Repeat the entries exactly but omit the pictures.

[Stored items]
◆ ◆ ◆

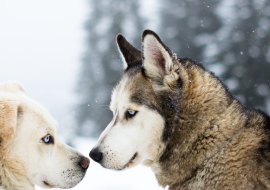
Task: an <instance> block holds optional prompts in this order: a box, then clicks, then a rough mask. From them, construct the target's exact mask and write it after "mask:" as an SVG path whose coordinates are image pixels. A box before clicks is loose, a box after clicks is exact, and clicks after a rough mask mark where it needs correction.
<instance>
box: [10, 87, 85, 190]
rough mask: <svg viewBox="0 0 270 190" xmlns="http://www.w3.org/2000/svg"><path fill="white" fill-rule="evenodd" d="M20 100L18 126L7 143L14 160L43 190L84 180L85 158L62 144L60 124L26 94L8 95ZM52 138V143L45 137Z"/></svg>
mask: <svg viewBox="0 0 270 190" xmlns="http://www.w3.org/2000/svg"><path fill="white" fill-rule="evenodd" d="M6 97H7V99H11V100H12V101H18V102H19V103H20V111H19V112H18V123H17V128H16V132H15V134H14V136H13V137H12V139H11V140H9V141H7V142H5V143H6V145H5V150H7V155H8V157H9V158H10V159H16V160H19V161H20V162H21V164H22V165H23V167H24V169H25V171H26V177H27V178H28V179H29V181H30V183H31V184H36V185H38V186H40V187H42V188H53V187H56V188H71V187H73V186H75V185H77V184H78V183H79V182H80V181H81V180H82V179H83V177H84V175H85V172H86V169H83V168H82V167H81V166H80V165H79V162H80V161H81V159H83V158H84V157H83V155H82V154H80V153H79V152H78V151H76V150H75V149H73V148H71V147H69V146H67V145H66V144H64V143H63V142H61V141H60V139H59V137H58V135H57V128H58V124H57V122H56V121H55V120H54V119H53V118H52V117H51V116H50V114H49V113H48V111H47V110H45V109H44V108H43V107H42V106H41V105H39V104H38V103H36V102H34V101H33V100H31V99H29V98H28V97H27V96H26V95H25V94H23V93H19V94H14V93H8V92H7V96H6ZM48 136H50V139H51V141H50V143H45V141H44V138H45V137H48Z"/></svg>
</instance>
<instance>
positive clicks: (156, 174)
mask: <svg viewBox="0 0 270 190" xmlns="http://www.w3.org/2000/svg"><path fill="white" fill-rule="evenodd" d="M117 44H118V47H119V50H120V53H121V56H122V58H123V62H124V74H123V76H122V79H121V80H120V82H119V83H118V85H117V86H116V88H115V89H114V91H113V93H112V97H111V104H110V109H111V110H112V112H113V119H112V121H111V122H110V123H109V124H108V126H107V128H106V129H105V130H104V131H103V133H102V134H101V136H100V138H99V140H98V142H97V144H96V145H95V147H94V148H93V149H92V150H91V152H90V157H91V158H92V159H93V160H94V161H96V162H98V163H100V164H101V165H102V166H103V167H105V168H108V169H114V170H124V169H126V168H131V167H135V166H137V165H139V164H143V165H146V166H149V167H151V169H152V171H153V172H154V173H155V176H156V178H157V180H158V183H159V184H160V185H161V186H162V187H166V186H167V187H169V189H170V190H188V189H190V190H195V189H198V190H199V189H200V190H206V189H209V190H213V189H270V117H269V116H268V115H266V114H265V113H263V112H262V111H260V110H256V109H249V110H247V109H245V108H244V107H243V105H242V104H241V103H240V102H239V101H238V100H237V99H236V98H235V97H234V96H233V95H232V94H231V93H230V92H229V90H228V89H227V87H226V86H225V85H224V84H223V83H222V81H221V80H220V79H218V78H217V77H216V76H215V75H214V73H212V72H209V71H207V70H206V69H205V68H204V67H203V66H202V65H201V64H198V63H196V62H194V61H192V60H190V59H186V58H184V59H182V58H178V57H177V56H176V54H174V53H172V51H171V50H170V49H169V48H168V47H167V46H166V45H165V44H164V43H163V42H162V41H161V39H160V38H159V36H158V35H157V34H156V33H154V32H153V31H150V30H145V31H144V32H143V35H142V52H141V51H140V50H138V49H136V48H135V47H133V46H132V45H131V44H130V43H129V42H127V40H126V39H125V38H124V37H123V36H122V35H120V34H119V35H118V36H117Z"/></svg>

◆ ◆ ◆

Completed task>
Task: an <instance> block holds optional prompts in this order: a box, then clicks, then a rough mask. From them, construct the target's exact mask and write it after "mask:" as an SVG path whose coordinates are image pixels. A box before clicks is loose, a box after clicks is exact, and clicks after a rough mask mark where it needs correction.
<instance>
box: [10, 87, 85, 190]
rough mask: <svg viewBox="0 0 270 190" xmlns="http://www.w3.org/2000/svg"><path fill="white" fill-rule="evenodd" d="M20 100L18 126L7 143L14 160L43 190L84 180L85 158L62 144L60 124L26 94L8 95ZM52 138V143L45 137Z"/></svg>
mask: <svg viewBox="0 0 270 190" xmlns="http://www.w3.org/2000/svg"><path fill="white" fill-rule="evenodd" d="M6 97H7V99H11V100H12V101H18V102H19V103H20V111H19V112H18V123H17V128H16V132H15V134H14V136H13V137H12V139H11V140H9V141H7V142H5V143H6V145H5V150H7V155H8V157H9V158H10V159H16V160H19V161H20V162H21V164H22V165H23V167H24V169H25V171H26V177H27V178H28V179H29V181H30V183H31V184H36V185H38V186H40V187H42V188H53V187H56V188H71V187H73V186H75V185H77V184H78V183H79V182H80V181H81V180H82V179H83V177H84V175H85V172H86V169H83V168H82V167H81V166H80V165H79V162H80V161H81V159H83V158H84V157H83V155H82V154H80V153H79V152H78V151H76V150H75V149H73V148H71V147H69V146H67V145H66V144H64V143H63V142H61V141H60V139H59V137H58V135H57V128H58V124H57V122H56V121H55V120H54V119H53V118H52V117H51V116H50V114H49V113H48V111H47V110H45V109H44V108H43V107H42V106H41V105H39V104H38V103H36V102H34V101H33V100H31V99H29V98H28V97H27V96H26V95H25V94H23V93H19V94H14V93H8V92H7V96H6ZM48 136H50V139H51V141H50V143H45V141H44V138H45V137H48Z"/></svg>
</instance>
<instance>
positive clicks: (156, 174)
mask: <svg viewBox="0 0 270 190" xmlns="http://www.w3.org/2000/svg"><path fill="white" fill-rule="evenodd" d="M117 44H118V47H119V50H120V53H121V56H122V58H123V62H124V74H123V76H122V79H121V80H120V82H119V83H118V85H117V86H116V88H115V89H114V91H113V93H112V97H111V104H110V109H111V110H112V112H113V119H112V121H111V122H110V123H109V124H108V126H107V128H106V129H105V130H104V131H103V133H102V134H101V136H100V138H99V140H98V142H97V144H96V145H95V147H94V148H93V149H92V150H91V152H90V157H91V158H92V159H93V160H94V161H96V162H98V163H100V164H101V165H102V166H103V167H105V168H108V169H114V170H124V169H126V168H131V167H135V166H137V165H139V164H143V165H146V166H149V167H151V169H152V171H153V172H154V173H155V176H156V178H157V180H158V183H159V184H160V185H161V186H162V187H166V186H167V187H169V189H170V190H188V189H190V190H195V189H198V190H199V189H200V190H206V189H209V190H213V189H270V117H269V116H268V115H266V114H265V113H263V112H262V111H260V110H256V109H249V110H247V109H245V108H244V107H243V105H242V104H241V103H240V102H239V101H238V100H237V99H236V98H235V97H234V96H233V95H232V94H231V93H230V92H229V90H228V89H227V87H226V86H225V85H224V84H223V83H222V81H221V80H220V79H218V78H217V77H216V76H215V75H214V73H212V72H209V71H207V70H206V69H205V68H204V67H203V66H202V65H201V64H198V63H196V62H194V61H192V60H190V59H186V58H184V59H182V58H178V57H177V56H176V54H174V53H172V51H171V50H170V49H169V48H168V47H167V46H166V45H165V44H164V43H163V42H162V41H161V39H160V38H159V36H158V35H157V34H156V33H154V32H153V31H150V30H145V31H144V32H143V35H142V52H141V51H140V50H138V49H136V48H135V47H133V46H132V45H131V44H130V43H129V42H127V40H126V39H125V38H124V37H123V36H122V35H120V34H119V35H118V36H117Z"/></svg>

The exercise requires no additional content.